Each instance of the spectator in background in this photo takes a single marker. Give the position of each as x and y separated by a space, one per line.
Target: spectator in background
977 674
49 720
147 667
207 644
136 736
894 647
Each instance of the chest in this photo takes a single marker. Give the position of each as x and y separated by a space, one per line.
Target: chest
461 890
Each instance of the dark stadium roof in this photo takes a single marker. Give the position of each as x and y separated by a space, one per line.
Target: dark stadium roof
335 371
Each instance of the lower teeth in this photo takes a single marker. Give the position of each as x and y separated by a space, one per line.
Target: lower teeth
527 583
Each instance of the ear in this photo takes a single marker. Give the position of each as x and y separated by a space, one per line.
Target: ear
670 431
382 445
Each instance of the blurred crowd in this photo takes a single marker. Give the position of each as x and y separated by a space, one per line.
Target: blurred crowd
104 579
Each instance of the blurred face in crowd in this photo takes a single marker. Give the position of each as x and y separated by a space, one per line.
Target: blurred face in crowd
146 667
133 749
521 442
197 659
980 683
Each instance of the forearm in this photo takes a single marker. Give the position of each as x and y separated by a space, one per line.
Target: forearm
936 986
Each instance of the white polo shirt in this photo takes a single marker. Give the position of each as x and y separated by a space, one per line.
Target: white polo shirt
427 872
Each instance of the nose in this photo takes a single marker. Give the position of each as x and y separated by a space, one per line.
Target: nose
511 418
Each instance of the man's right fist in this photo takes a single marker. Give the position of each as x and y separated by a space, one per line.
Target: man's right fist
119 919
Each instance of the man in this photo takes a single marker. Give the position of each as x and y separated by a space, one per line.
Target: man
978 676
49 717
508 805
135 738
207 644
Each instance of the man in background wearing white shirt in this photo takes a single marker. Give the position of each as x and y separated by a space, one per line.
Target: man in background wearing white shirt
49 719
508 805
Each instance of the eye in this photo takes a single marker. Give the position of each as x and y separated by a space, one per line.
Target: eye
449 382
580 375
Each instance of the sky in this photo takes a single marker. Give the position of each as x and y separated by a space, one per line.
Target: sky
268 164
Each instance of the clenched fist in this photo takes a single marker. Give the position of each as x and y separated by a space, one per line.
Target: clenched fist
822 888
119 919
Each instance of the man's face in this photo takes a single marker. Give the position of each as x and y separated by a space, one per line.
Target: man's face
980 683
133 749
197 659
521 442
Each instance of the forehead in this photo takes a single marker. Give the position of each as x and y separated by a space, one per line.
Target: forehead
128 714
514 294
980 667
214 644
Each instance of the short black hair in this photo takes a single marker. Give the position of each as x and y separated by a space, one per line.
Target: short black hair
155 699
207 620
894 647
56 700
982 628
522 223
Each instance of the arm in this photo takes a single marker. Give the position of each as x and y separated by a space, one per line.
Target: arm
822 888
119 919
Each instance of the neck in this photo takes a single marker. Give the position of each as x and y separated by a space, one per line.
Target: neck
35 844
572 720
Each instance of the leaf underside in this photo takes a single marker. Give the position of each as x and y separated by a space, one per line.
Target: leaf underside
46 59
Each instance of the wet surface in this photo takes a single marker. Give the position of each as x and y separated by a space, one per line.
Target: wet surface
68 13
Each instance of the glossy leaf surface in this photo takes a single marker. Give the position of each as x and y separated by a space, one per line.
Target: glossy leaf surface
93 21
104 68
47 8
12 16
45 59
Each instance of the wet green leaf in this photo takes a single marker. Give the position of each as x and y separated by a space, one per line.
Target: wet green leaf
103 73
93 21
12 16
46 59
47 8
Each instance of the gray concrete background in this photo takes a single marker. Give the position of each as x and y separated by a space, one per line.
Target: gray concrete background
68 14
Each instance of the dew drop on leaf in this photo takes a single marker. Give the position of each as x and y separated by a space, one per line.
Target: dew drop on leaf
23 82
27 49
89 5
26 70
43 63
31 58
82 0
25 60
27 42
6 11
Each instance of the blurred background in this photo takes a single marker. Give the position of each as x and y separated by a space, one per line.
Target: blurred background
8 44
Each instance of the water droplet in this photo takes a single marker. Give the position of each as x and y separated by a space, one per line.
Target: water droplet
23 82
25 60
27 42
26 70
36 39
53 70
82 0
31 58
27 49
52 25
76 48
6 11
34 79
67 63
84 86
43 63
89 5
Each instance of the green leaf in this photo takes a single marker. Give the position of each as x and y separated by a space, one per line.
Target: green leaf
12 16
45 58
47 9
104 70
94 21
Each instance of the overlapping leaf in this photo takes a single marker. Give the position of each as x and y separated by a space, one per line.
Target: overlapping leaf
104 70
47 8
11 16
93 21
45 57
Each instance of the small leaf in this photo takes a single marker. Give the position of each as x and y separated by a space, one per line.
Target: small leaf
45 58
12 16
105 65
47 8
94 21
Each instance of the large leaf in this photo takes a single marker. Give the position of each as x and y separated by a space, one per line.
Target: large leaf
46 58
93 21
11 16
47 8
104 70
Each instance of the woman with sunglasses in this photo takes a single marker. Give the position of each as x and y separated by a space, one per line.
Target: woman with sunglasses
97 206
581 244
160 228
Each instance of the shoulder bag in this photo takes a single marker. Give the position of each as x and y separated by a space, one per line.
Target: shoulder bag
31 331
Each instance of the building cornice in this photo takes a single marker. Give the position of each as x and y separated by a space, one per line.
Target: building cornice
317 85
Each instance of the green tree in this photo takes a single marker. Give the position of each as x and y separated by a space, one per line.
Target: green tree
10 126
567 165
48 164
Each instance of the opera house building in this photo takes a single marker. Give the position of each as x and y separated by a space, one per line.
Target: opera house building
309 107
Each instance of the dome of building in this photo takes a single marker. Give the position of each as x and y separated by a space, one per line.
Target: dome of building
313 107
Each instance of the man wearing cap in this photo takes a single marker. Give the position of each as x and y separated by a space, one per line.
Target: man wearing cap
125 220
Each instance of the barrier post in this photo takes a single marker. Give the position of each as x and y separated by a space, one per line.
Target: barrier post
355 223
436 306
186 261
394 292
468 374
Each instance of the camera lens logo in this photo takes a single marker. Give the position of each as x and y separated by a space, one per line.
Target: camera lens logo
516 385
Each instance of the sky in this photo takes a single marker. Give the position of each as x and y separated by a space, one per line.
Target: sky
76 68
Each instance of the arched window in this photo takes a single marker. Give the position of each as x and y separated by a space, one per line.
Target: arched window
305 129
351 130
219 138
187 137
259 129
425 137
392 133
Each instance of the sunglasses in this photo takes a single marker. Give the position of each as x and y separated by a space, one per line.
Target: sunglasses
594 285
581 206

▶ [Problem requirements] Every single line of the listing must be retyped exactly.

▶ [Response box]
Each instance of the spectator in background in this photo takes a single marker. Give the position of each as x and y separated by a space, one per line.
Target: spectator in background
977 674
49 720
147 667
207 644
136 736
894 647
Each instance of the chest in this photo takes a single marker. Give the position of each as x and y separated by a space, one per line.
Target: chest
461 890
Each instance of the dark stadium roof in this photo takes a single marker. Give the position of each as x and y separated by a space, one per line.
Target: dark stadium roof
335 371
Each instance of the lower teeth in this photo takes a single marker. Give the position of each as x and y separated by a space, one per line.
Target: lower teeth
527 583
Each instance of the ear in this photo takes a single marker. Give the position of each as x and y separated by a space, one per line.
Target: ear
670 431
382 445
Each instance of the blurred crowd in this photo takes a single marker. Give the position of each as x and y separated by a space, one per line.
Target: blurred crowd
104 579
Each instance of the blurred face in crowd in this photo takes a single marker. Give the position of each as x and y separated by a space, one per line.
Target: blurred face in crowd
146 667
133 749
521 442
197 659
980 683
Each instance of the forearm in this photo takes a single marker. Give the position of each as x and y separated by a space, one per line.
Target: forearm
936 986
Each instance of the white polo shirt in this photo takes a single marker. Give the position of each as x and y separated by a space, one per line.
Target: white polo shirt
427 872
Each instance of the nose in this photo takes a single marker. Give the position of each as x and y separated by a space, one per line.
Target: nose
511 418
Each instance of the man's right fist in this photo takes a single marker. Give the position of each as x and y separated by a space, one per line.
Target: man's right fist
119 919
Each instance of the man in this photo takes a single marker. Give the position of each as x and y separated by a space, one per line.
Target: man
978 676
49 717
508 805
135 738
207 644
Each instance of the man in background wearing white shirt in this photo takes a single marker. Give the position of each as x and y separated by a space, one per line.
Target: man in background wearing white shirt
49 719
508 805
Each instance of the eye in this photo takes a single marker. Give the position of each as x and y separated by a space, one per line.
Target: eye
449 382
580 375
Each instance of the sky in this photo takes a single marker. Give the position of each as x and y separated by a space, one per line.
Target: sky
268 164
Each instance of the clenched fist in this photo takes a single marker. Give the position of each as x and y separated by a space, one per line.
Target: clenched fist
822 888
119 919
Each instance of the man's face in this photo takes a single marker. Give the position of each as x and y separated by a space, one per line.
Target: man's face
980 683
133 749
197 659
521 442
Each instance of the forehead in this photo takes a single marker. Give the position of each as x and y separated by a space, one per line.
Target: forehead
128 714
514 294
980 667
214 644
Each instance of the short black hair in this photo takes a single marker. Give the position of each as x and y separated by a space, one per line.
Target: short black hair
155 699
207 620
894 647
56 700
982 628
522 223
Each instance of the arm in this photo takes a single marker. Give the position of each as x and y separated by a space, one per line.
Target: arm
822 888
119 919
Each instance of the neck in this photo takes a single marker. Give the position of each as x and y separated by a space, one per line.
Target: neck
35 844
572 720
Each instance of the leaf underside in this photo takes a single marker. Give the position of each as x and y separated by a space, one per line.
Target: leaf underside
46 59
Each instance of the wet surface in this photo takes a single marker. Give the position of each as x and y separated by a space, one per line.
Target: wet surface
68 13
Each instance of the glossy leaf surface in this photo takes a single marker. Give the position of each as x and y separated by a space, one per line.
Target: glossy leaf surface
93 21
104 68
47 8
12 16
45 59
Each instance of the wet green leaf in this photo takes a single marker. Give the position of each as x and y separated by a space, one per line.
Target: wet green leaf
103 73
93 21
12 16
46 59
47 8
Each instance of the gray concrete background in this photo takes a single marker. Give the position of each as x and y separated by a space, one per line.
Target: gray concrete background
68 14
Each instance of the dew drop on leaf in this photo takes a single marker. Give the position of each as x and y separated by a space, one per line.
Target: dew drop on leaf
23 82
27 49
89 5
26 70
43 63
31 58
82 0
25 60
27 42
6 11
Each instance of the blurred background in this photo takes a single marker. Give the position of each as x and y separated by a space, one per line.
Target: blurred background
8 44
Each instance of the water droplet in this photo takes a single marker. Give the position of each as x and y separated by a space, one per line.
Target: water droplet
23 82
25 60
27 42
26 70
36 39
53 70
82 0
31 58
27 49
52 25
76 48
6 11
34 79
67 63
84 86
43 63
89 5
Each instance of the green leaf in this photo takes a single marker. Give the position of each as x and y separated by a space, one per line.
Target: green leaf
12 16
45 58
47 9
104 70
94 21
Each instance of the overlapping leaf in this photo takes a single marker. Give the position of each as x and y separated by a space, one per line.
Target: overlapping leaf
104 70
47 8
11 16
93 21
45 57
Each instance of the small leaf in this photo takes a single marker. Give the position of each as x and y separated by a space, one per line.
Target: small leaf
45 58
12 16
105 65
47 8
94 21
Each instance of the large leaf in this photo takes a single marker. Give the position of each as x and y separated by a space, one per line.
Target: large leaf
46 58
93 21
11 16
47 8
104 70
Each instance of the woman with sunglasses in this photo takes a single marker. Give the position of each as x and y separated by a space, one per line.
Target: woman with sunglasses
97 206
581 244
160 228
Each instance of the shoulder bag in this photo takes a single marker. Give the position of each as x and y separated by a space, one per line.
Target: shoulder bag
31 331
Each instance of the building cornice in this photo takes a single marker. Give the position of each as x and y separated by a space, one per line.
Target: building cornice
317 85
Each instance of the green tree in this photo takes a single marker. Give the position of each as x and y separated by a space, one per line.
Target: green tree
10 126
567 165
48 164
Each instance of the opera house building in this photo takes a single marker. Give the position of each as x and y separated by a space, one per line.
Target: opera house building
309 107
Each instance of the dome of building in this photo takes a single marker. Give the position of each as x and y separated by a space, one per line.
Target: dome of building
313 107
Each instance of the man wearing cap in this photo takes a single marker. Give the position of each as x and y separated by a space, one per line.
Target: man wearing cap
125 220
Each instance of the barrier post in this photo takes a single marker. Give the position of each as x and y separated by a space, one per line.
Target: barrier post
355 223
436 306
186 261
394 292
468 374
Each instance of the camera lens logo in this photo takes a single marker. Give the position of each as x and y separated by a space, one per line.
Target: camera lens logo
516 385
Each instance of the sky in this photo takes a single marker. Give the position of each as x and y separated by a space, one per line.
Target: sky
76 68
Each instance of the arched window in this photo takes a single marker. Give the position of each as x and y separated by a space, one per line.
Target: arched window
305 129
351 130
219 138
187 137
259 129
425 137
392 133
Each instance of the sunglasses in this photo takes a single marker. Give the position of each as x and y separated by a space, one per line.
Target: sunglasses
594 285
581 206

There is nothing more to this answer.